Segment Start: Exercise text

SNPs, single nucleotide polymorphisms; ID, identification; HRR, hazard rate ratio; CI, confidence interval; ADAM, a disintegrin and metalloprotease.

SNPs from the list of a priori candidate genes.

As expected, each of the traditional cardiovascular risk factor components of the ACRS was statistically significant when evaluated in a Cox proportional hazards model. Additionally, the components of the ACRS were significantly different between males and females except for the proportion of Whites using antihypertensive medication and smoking (data not shown). The GRS for Whites, based on the 10 SNPs described in table 2, was calculated for 8,361 individuals and ranged from −7 to 6. The GRS for Blacks, based on 11 SNPs (table 2), was calculated for 2,624 individuals and ranged from −9 to 5. The GRS was normally distributed for each race (figure 1). The range of individual risk scores indicates that no individual of either race had all risk-raising alleles or all risk-lowering alleles. This finding is consistent with the hypothesis that, as a complex disease, CHD incidence is the result of a balance of the contribution of multiple genes with small effects.

FIGURE 1.

Distribution of the genetic risk score for predicting coronary heart disease in Whites (A) and Blacks (B), the Atherosclerosis Risk in Communities study, United States, 1986–2001.

FIGURE 1.

Segment End: Exercise text
Segment Start: Input data

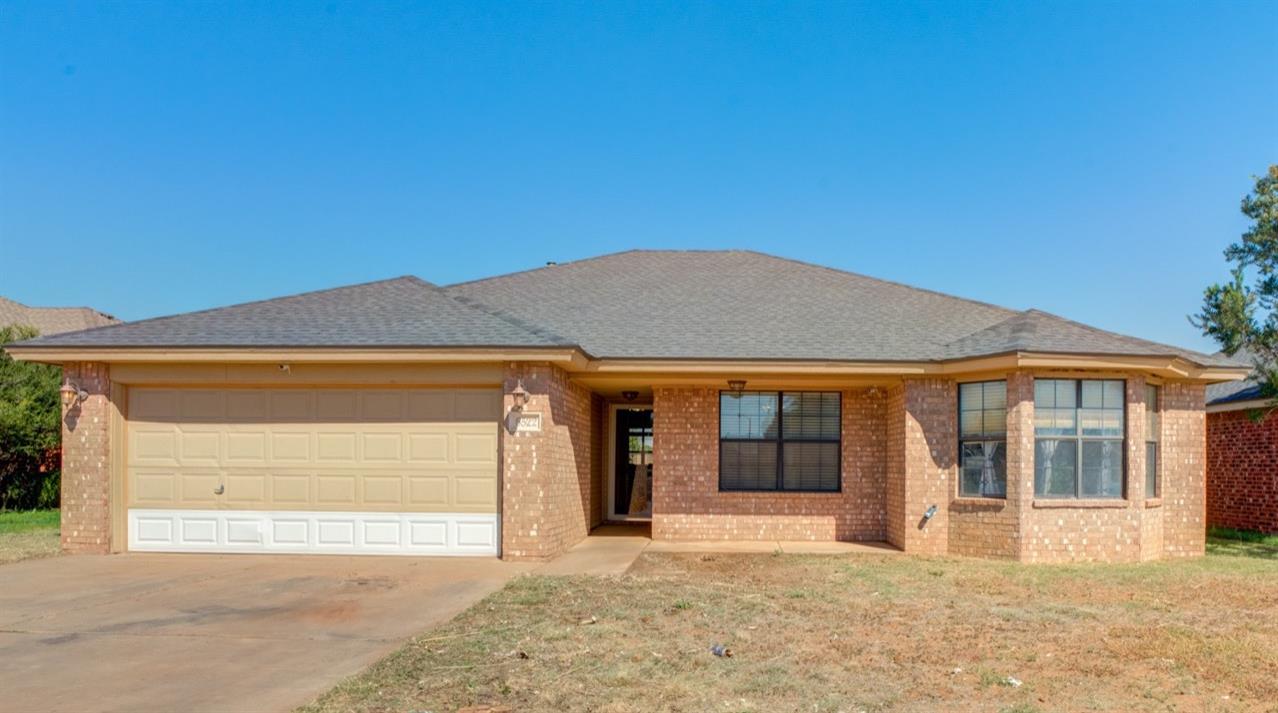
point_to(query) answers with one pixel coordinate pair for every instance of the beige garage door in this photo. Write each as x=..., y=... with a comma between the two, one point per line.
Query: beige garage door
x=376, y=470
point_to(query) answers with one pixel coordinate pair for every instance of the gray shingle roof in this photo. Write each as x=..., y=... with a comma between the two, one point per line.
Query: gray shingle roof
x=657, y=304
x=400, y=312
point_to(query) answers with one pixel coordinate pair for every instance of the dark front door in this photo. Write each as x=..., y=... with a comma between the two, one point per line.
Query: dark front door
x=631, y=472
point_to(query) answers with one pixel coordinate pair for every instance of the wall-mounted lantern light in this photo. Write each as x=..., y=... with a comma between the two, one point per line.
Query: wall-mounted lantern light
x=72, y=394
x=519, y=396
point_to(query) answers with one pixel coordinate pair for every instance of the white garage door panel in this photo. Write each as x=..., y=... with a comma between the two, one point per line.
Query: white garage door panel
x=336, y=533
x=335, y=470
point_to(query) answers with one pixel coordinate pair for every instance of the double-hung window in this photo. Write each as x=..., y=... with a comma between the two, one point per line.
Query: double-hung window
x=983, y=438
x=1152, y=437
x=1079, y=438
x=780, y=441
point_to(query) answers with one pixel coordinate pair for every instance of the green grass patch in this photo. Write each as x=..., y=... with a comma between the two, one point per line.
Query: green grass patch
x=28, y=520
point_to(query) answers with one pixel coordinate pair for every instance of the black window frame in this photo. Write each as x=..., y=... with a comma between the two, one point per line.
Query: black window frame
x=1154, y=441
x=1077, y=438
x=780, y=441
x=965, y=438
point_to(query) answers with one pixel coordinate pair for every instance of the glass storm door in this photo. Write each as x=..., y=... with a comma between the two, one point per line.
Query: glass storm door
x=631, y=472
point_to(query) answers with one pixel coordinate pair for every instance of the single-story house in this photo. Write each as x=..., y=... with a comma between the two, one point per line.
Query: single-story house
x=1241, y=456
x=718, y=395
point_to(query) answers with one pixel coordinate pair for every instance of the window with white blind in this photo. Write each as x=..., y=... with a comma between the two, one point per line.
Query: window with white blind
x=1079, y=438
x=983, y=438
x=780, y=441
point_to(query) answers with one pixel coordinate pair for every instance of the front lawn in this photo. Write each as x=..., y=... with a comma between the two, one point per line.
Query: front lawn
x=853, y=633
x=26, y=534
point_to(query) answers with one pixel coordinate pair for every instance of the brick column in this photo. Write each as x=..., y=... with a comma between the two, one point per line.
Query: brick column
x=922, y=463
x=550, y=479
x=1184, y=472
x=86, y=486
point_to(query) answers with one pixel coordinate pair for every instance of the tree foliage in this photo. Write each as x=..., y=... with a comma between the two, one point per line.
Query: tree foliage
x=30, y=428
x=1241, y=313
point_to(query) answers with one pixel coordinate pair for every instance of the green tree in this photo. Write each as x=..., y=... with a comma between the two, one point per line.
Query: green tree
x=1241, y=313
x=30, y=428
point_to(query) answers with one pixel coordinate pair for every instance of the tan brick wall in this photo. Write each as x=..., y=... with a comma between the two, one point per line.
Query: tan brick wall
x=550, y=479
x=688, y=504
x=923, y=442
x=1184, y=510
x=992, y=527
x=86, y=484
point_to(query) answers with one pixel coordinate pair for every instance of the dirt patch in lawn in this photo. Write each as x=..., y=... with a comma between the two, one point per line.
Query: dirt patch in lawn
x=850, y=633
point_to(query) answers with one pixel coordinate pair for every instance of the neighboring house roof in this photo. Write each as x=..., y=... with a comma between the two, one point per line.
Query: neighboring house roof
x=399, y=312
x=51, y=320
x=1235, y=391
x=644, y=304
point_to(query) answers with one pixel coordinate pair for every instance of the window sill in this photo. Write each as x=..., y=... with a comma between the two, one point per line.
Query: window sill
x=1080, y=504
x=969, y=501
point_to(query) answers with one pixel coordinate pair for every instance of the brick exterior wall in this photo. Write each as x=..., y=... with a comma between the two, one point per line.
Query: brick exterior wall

Segment End: Input data

▸ Problem A: From the coronary heart disease text, return the part that opens with the words containing "Distribution of the" and closes with "United States, 1986–2001.", copied exactly.
▸ Problem B:
Answer these questions from the coronary heart disease text, one per line:
(i) What does the abbreviation HRR stand for?
(ii) For how many White individuals was the genetic risk score calculated?
(iii) Which years does the Atherosclerosis Risk in Communities study span in the figure caption?

▸ Result A:
Distribution of the genetic risk score for predicting coronary heart disease in Whites (A) and Blacks (B), the Atherosclerosis Risk in Communities study, United States, 1986–2001.

▸ Result B:
(i) Hazard rate ratio
(ii) 8,361
(iii) 1986–2001